» Excerpt:
────────────────────
Technical Architecture

System Architecture

Shards employs a multi-layered architecture designed for high performance, reliability, and scalability. The system is built on microservices principles with clear separation of concerns between data ingestion, processing, storage, and serving layers.

Core Components

1. Data Ingestion Layer

Oracle Connectors

The oracle connector subsystem maintains persistent connections to multiple oracle networks:

Oracle Connectors
├── Pyth Network Connector
│   ├── Price Feed Subscriber
│   ├── Confidence Interval Monitor
│   └── Update Frequency Tracker
├── Chainlink Connector
│   ├── Aggregator Contract Reader
│   ├── Round Data Processor
│   └── Heartbeat Monitor
└── Switchboard Connector
    ├── Feed Account Monitor
    ├── Aggregator Result Parser
    └── Oracle Queue Manager

Technical Implementation:

  • WebSocket connections for real-time updates

  • Fallback to RPC polling for reliability

  • Automatic reconnection with exponential backoff

  • Data validation and sanitization at ingestion

RPC Interface

Direct integration with Solana RPC nodes:

interface RPCManager {
  primary: SolanaRPCConnection;
  fallback: SolanaRPCConnection[];
  loadBalancer: RPCLoadBalancer;
  
  methods: {
    getAccountInfo(pubkey: PublicKey): Promise<AccountInfo>;
    getProgramAccounts(programId: PublicKey): Promise<Account[]>;
    subscribeToAccount(pubkey: PublicKey): EventEmitter;
  }
}

2. Data Processing Pipeline

Normalization Engine

Transforms heterogeneous oracle data into standardized format:

interface NormalizedOracleData {
  source: OracleProvider;
  assetType: AssetClass;
  symbol: string;
  price: BigNumber;
  confidence: BigNumber;
  timestamp: number;
  slot: number;
  metadata: {
    updateFrequency: number;
    publishers: string[];
    aggregationMethod: AggregationType;
  }
}

Aggregation Service

Combines multiple oracle sources for enhanced reliability:

  • Weighted Average Calculation: Considers oracle reputation and update frequency

  • Outlier Detection: Statistical analysis to identify and exclude anomalous data

  • Confidence Scoring: Composite confidence metrics based on source agreement

3. Storage Layer

Time-Series Database

Optimized for high-throughput oracle data:

Storage Schema
├── Real-time Cache (Redis)
────────────────────
» Records provided:

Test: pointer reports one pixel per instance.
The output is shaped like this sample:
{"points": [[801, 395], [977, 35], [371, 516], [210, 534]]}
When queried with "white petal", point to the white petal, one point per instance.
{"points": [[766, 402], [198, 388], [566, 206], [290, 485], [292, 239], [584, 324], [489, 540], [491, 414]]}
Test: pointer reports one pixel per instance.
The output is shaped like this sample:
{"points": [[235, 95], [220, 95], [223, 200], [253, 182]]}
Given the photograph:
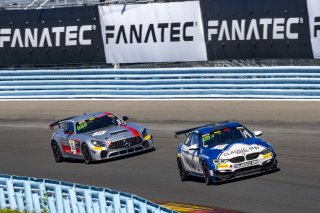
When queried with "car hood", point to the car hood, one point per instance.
{"points": [[114, 133], [234, 149]]}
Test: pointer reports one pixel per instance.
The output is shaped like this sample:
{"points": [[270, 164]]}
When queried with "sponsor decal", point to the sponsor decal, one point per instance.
{"points": [[241, 149], [147, 137], [154, 33], [245, 164], [96, 148], [82, 125], [267, 155], [50, 37], [258, 29], [72, 146], [223, 166], [99, 133], [220, 147]]}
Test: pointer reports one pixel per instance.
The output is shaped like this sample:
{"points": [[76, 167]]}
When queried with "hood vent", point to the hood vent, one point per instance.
{"points": [[117, 132]]}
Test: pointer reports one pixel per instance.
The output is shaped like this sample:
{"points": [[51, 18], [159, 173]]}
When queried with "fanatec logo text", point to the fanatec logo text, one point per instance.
{"points": [[161, 32], [258, 29], [51, 37]]}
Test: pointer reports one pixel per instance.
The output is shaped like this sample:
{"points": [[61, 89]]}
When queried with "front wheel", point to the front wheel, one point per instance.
{"points": [[182, 172], [207, 178], [56, 152], [86, 154]]}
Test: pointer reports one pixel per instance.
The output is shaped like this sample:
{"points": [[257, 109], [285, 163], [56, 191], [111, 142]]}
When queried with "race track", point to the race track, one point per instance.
{"points": [[292, 127]]}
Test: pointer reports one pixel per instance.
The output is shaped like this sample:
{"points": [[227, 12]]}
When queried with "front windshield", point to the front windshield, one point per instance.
{"points": [[224, 136], [96, 123]]}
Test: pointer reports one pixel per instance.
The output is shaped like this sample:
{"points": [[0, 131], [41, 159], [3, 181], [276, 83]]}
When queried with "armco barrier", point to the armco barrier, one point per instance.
{"points": [[42, 195], [231, 82]]}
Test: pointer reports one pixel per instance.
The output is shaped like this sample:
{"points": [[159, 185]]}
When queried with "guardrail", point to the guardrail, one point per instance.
{"points": [[227, 82], [42, 195]]}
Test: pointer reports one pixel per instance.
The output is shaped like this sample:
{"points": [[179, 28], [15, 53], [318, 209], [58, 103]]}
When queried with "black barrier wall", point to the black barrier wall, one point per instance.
{"points": [[246, 29], [52, 36], [161, 32]]}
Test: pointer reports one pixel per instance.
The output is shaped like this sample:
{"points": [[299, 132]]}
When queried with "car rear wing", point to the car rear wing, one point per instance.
{"points": [[58, 123], [194, 128]]}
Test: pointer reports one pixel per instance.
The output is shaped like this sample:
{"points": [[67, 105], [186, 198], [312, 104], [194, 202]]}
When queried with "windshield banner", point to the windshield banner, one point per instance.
{"points": [[157, 32]]}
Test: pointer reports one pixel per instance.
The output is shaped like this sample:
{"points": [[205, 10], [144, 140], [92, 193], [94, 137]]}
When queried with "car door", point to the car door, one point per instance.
{"points": [[189, 155], [193, 153], [68, 140]]}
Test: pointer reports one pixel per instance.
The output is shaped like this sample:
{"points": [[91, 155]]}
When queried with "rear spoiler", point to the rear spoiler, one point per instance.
{"points": [[58, 123], [194, 128]]}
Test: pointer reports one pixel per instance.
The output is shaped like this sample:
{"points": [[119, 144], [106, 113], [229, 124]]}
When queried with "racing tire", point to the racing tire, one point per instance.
{"points": [[182, 172], [206, 173], [56, 152], [86, 154]]}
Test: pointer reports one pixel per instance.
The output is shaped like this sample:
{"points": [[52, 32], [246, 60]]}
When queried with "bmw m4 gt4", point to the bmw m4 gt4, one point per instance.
{"points": [[223, 151], [98, 136]]}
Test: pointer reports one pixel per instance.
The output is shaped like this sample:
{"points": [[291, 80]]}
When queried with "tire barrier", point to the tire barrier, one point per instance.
{"points": [[229, 82], [42, 195]]}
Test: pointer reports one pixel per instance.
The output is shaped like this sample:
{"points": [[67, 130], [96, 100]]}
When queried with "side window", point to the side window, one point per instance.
{"points": [[194, 139], [69, 127]]}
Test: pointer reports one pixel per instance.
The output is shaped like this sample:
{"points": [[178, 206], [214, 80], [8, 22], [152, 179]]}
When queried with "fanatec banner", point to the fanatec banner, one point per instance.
{"points": [[52, 36], [314, 20], [243, 29], [158, 32]]}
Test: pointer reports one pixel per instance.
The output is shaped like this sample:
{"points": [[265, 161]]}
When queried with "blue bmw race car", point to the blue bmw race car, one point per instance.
{"points": [[223, 151]]}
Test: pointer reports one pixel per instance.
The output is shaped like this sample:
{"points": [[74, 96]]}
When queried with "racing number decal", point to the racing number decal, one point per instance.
{"points": [[72, 146]]}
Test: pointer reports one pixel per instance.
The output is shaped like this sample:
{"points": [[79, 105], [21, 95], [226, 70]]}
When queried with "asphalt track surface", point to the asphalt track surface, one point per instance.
{"points": [[292, 127]]}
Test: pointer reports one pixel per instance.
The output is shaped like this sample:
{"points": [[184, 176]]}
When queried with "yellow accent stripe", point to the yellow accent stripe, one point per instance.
{"points": [[267, 155]]}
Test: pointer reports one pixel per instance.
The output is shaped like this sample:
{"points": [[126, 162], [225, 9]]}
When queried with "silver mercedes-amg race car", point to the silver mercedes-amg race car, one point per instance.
{"points": [[98, 136]]}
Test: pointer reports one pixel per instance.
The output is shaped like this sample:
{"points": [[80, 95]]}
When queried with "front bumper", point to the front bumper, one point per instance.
{"points": [[232, 171]]}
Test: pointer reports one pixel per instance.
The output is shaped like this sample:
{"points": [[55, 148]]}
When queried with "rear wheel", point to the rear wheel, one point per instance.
{"points": [[182, 172], [56, 152], [86, 154], [207, 178]]}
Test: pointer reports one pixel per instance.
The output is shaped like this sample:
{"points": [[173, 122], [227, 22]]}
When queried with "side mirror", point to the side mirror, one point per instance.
{"points": [[257, 133], [194, 147], [67, 132]]}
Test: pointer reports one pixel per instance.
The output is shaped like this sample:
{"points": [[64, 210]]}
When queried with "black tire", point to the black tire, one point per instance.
{"points": [[207, 178], [182, 172], [86, 154], [56, 152]]}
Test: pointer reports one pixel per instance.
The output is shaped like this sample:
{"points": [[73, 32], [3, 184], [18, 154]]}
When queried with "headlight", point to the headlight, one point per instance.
{"points": [[98, 143], [146, 134], [219, 161], [266, 151]]}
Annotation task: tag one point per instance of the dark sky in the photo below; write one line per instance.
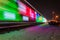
────────────────────
» Request:
From the Shards architecture text above, quote word for word the passage starting with "System Architecture" and going on through "and serving layers.".

» Answer to this problem:
System Architecture

Shards employs a multi-layered architecture designed for high performance, reliability, and scalability. The system is built on microservices principles with clear separation of concerns between data ingestion, processing, storage, and serving layers.